For instance, my education began in 1950 in a one-room schoolhouse in Quincy, Illinois. There were 13 of us from Grades 1 through 8. We sat in the old-fashioned desks all in a row – one row for each grade. There was never anyone in the grade above me. I have fond memories of that school and still remember my teacher’s name – Mrs. Hull.

My friend Darlene Kemery didn’t exactly start off the way I did. She and her family took the little white schoolhouse in Hanh’s Peak, Colorado a step further.

Darlene’s History:

The residents of Hahn’s Peak built their schoolhouse in 1911 and opened it in 1912. The small cabin they had been using as a school was no longer large enough to accommodate the growing number of children whose families had come to the Hahn’s Peak area to homestead.

Darlene’s grandparents, James and Rose Wheeler, arrived in Hahn’s Peak along with their three small children and a dog in 1921. James had been searching for a long time for a place he could raise his family and Hahn’s Peak was one of the last places he could file a homestead.

James built a cabin in a small cove that is currently near one of the boat launches on Steamboat Lake. The only trace you will find now of where the cabin was, is some rhubarb Rose planted in their garden.

As their family grew, they slowly improved on the homestead over the next five years. By then the children were old enough to attend school. The “school bus” at the time was a wagon hitched up to a horse and driven by Earl Bedell, whose family were also homesteaders.

During the winter the wagon was replaced with a sled. Some of the older children skied to school so there would be room for the younger children. The schoolhouse was also used as a gathering place during the winter for Christmas and 4th of July celebrations.

They later moved to a 168-acre ranch that James purchased. The Wheelers stayed on their ranch until 1945.

Slowly, all the other homesteaders left the area and they were the only “homesteaders” left in the valley. WWII had taken the older boys who were drafted and sent off to fight the war. Only the younger boys were left to help with the ranch work.

In the late 1960s, a dam was built on Willow Creek and flooded the valley that included the Wheeler ranch. Rose wrote to the forest service and asked if the graves of her two children would be preserved. The graves are at the top of a hill overlooking the valley. The forest service put up a granite marker on the graves.

The inscription on a granite marker reads as follows:

“The Wheelers, their 3 small children and a dog moved from Sterling, Colorado to the area in 1921. After a week of travel in their model T Ford, they arrived to homestead and live on 243 acres of this land, mostly covered by the water of the lake. The first year was the hardest, with the deep snow and the struggle for food. They survived on snowshoe rabbits and grouse with biscuits and gravy.

“The Wheelers raised their family in the area and gained a wealth of appreciation for the beauty from the surrounding mountains and valleys. Lost at birth and buried here are two of the children of James and Rose Wheeler. A daughter named Ruth June 20, 1928, and a son named Sonny Boy October 6, 1930.”

Several generations later, Darlene was born in Roseburg, Oregon on June 30, 1956. At the age of four, her family bought an old homestead just outside of Gold Hill, Oregon where they lived until she was 10. “We moved to Colorado, where my father was from, in 1966. I lived there until I returned to the northwest in 1977. I lived in Shelton for a brief time before moving to Olympia, to shorten my commute to my work at The Olympian newspaper”. Darlene explained.

[What to do]
**A.** In the Hahn's Peak schoolhouse history, write out the stretch from "As their family" through "ranch until 1945." again, substituting "cart" for "wagon".
**B.** According to the Hahn's Peak schoolhouse history, who drove the horse-drawn wagon that served as the "school bus"?
**C.** List every food that the granite marker's inscription in the Hahn's Peak schoolhouse history says the Wheelers survived on during their first year.

[Excerpted data]

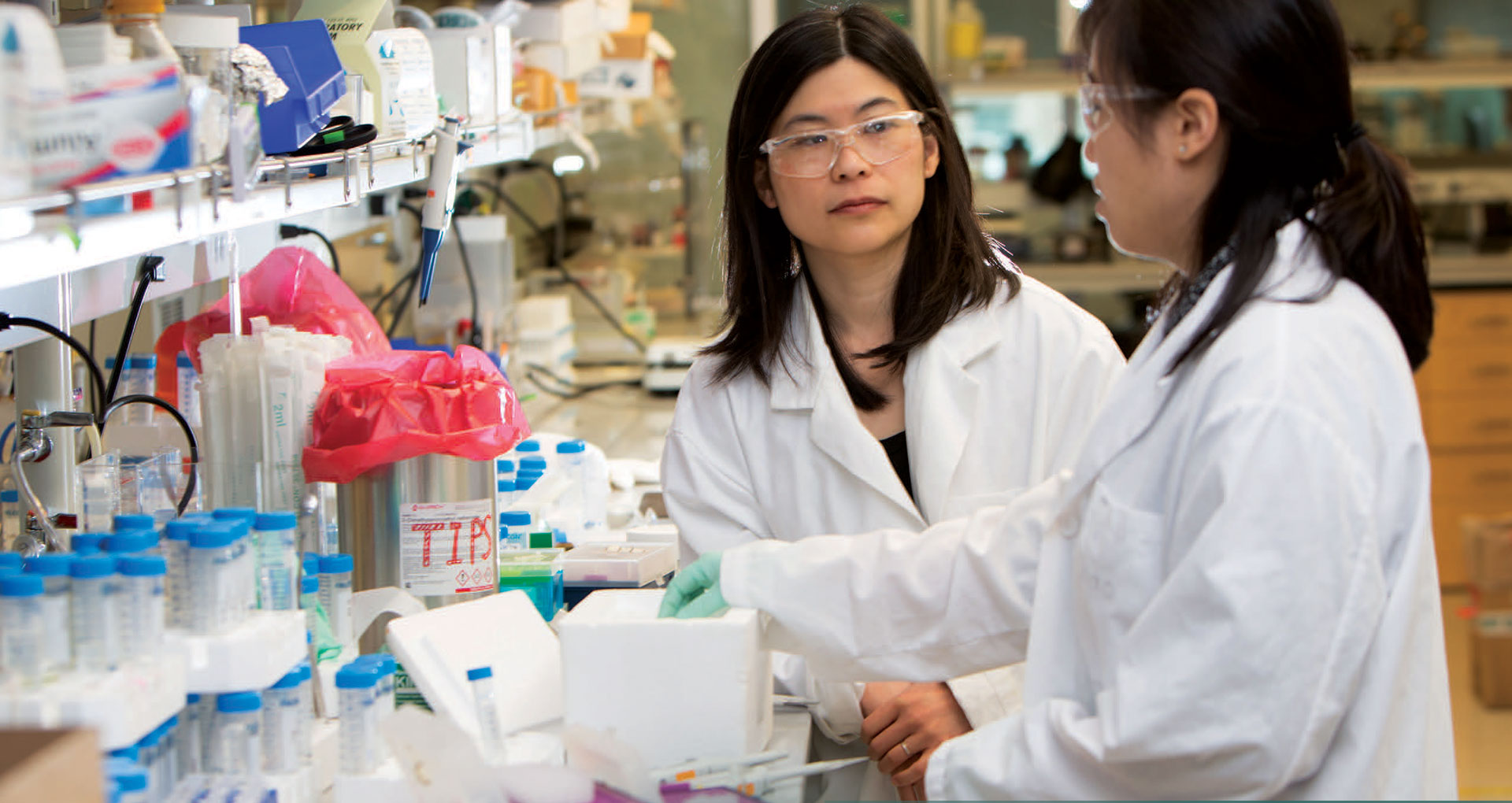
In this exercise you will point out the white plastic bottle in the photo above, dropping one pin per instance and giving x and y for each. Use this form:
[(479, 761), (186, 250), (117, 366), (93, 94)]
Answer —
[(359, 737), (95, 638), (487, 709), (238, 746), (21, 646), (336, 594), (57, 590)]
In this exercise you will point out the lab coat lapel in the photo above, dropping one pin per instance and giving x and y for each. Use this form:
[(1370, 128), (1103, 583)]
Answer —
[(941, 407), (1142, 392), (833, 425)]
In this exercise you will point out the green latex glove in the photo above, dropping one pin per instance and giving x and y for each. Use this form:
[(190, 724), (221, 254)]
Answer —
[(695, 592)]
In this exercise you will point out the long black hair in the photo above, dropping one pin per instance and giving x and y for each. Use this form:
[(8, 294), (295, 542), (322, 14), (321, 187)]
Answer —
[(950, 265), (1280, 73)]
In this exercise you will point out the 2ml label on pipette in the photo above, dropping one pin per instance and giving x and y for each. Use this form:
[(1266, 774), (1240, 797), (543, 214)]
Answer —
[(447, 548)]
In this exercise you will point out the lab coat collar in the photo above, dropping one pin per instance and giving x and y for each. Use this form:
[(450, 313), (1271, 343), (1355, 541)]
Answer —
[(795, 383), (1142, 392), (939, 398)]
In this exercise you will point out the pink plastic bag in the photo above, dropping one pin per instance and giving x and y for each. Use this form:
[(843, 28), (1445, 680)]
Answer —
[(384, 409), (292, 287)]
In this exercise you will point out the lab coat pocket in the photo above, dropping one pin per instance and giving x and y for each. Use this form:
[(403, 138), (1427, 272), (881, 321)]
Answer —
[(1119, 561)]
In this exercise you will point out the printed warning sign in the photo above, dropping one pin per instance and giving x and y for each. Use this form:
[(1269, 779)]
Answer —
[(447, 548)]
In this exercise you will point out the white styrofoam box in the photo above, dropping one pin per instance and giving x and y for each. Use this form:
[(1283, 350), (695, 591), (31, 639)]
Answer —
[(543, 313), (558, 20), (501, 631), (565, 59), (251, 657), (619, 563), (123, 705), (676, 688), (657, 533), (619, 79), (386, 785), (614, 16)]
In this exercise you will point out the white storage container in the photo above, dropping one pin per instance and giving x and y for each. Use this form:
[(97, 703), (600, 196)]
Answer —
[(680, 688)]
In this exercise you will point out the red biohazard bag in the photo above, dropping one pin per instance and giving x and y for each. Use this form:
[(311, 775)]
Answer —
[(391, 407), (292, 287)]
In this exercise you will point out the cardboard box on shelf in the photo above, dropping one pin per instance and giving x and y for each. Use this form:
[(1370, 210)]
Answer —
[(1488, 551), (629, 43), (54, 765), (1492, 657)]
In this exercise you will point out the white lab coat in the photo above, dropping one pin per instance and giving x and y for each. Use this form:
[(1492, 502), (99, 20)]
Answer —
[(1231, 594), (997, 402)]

[Set of answers]
**A.**
As their family grew, they slowly improved on the homestead over the next five years. By then the children were old enough to attend school. The “school bus” at the time was a cart hitched up to a horse and driven by Earl Bedell, whose family were also homesteaders.

During the winter the cart was replaced with a sled. Some of the older children skied to school so there would be room for the younger children. The schoolhouse was also used as a gathering place during the winter for Christmas and 4th of July celebrations.

They later moved to a 168-acre ranch that James purchased. The Wheelers stayed on their ranch until 1945.

**B.** Earl Bedell

**C.** Snowshoe rabbits, grouse, biscuits, gravy